- [OBJECTIVE]
Rewrite the material below from its first line through the line containing "[(237, 124), (75, 117)]", including the requests. Multiply every point coordinate in the answers by 0.85 and round to whole numbers, with halves rounded up, leaving the requests and their format samples unchanged.

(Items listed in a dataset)
<<<<

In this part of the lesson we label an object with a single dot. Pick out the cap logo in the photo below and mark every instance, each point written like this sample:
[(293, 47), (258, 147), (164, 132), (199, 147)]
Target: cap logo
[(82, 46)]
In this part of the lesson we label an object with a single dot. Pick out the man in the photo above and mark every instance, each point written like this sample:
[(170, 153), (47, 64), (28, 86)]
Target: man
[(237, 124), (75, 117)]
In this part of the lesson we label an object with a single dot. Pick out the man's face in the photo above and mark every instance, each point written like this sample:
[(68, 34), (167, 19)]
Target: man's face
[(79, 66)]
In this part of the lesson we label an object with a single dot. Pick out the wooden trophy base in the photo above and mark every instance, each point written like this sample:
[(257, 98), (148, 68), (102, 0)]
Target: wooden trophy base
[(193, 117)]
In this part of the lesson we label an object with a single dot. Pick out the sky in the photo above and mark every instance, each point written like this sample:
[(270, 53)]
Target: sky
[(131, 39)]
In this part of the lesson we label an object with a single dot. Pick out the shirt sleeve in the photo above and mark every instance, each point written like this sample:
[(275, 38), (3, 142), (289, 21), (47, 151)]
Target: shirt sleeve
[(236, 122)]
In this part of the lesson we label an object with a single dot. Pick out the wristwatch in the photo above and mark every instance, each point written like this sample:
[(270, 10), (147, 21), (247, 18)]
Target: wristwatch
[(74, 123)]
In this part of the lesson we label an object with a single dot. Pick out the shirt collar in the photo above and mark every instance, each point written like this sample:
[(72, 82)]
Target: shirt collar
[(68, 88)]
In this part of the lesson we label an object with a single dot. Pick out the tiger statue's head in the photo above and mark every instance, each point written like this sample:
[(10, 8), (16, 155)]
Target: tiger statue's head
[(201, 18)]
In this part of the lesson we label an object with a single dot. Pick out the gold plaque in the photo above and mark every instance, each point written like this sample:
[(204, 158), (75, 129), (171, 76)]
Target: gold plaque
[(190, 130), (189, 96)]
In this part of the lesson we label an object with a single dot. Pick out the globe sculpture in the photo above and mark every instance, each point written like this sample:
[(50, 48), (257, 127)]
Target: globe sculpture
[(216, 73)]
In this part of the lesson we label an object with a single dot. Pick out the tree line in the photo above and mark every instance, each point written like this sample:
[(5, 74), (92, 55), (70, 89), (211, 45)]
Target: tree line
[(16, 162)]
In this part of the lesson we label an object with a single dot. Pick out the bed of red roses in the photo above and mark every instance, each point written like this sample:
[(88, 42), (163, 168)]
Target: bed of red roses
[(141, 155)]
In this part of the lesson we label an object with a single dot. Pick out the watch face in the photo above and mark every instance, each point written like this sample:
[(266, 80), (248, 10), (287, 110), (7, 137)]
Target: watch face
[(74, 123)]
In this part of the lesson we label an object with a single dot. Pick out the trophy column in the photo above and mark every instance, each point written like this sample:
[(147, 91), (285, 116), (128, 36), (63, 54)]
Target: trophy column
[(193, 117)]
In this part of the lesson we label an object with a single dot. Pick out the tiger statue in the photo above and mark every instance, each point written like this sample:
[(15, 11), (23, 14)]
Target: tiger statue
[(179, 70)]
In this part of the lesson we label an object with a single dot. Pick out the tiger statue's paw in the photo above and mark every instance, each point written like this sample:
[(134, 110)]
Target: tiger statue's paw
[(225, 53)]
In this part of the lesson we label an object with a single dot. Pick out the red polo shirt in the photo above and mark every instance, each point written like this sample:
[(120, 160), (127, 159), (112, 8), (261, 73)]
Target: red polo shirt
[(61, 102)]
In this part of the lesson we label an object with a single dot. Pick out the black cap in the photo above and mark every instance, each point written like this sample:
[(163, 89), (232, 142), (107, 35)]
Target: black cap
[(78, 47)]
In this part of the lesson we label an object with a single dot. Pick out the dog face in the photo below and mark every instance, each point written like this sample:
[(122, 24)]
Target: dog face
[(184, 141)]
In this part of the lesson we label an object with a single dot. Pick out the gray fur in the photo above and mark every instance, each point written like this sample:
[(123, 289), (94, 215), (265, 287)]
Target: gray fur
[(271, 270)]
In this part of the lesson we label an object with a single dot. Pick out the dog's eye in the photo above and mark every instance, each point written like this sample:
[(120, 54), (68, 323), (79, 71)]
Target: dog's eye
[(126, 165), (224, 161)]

>>>>

- [EXPECTED OUTPUT]
In this part of the lesson we label an object with a single dot. Pick out the cap logo in the photo below and mark every instance, each point written like this sample:
[(293, 47), (258, 147), (164, 132), (199, 147)]
Target: cap logo
[(70, 39)]
In this part of the lesson we label an object with a single dot. Pick out the man in the photo above and mark every instance, each point written like this sample:
[(170, 153), (47, 64), (28, 86)]
Target: man
[(201, 105), (64, 99)]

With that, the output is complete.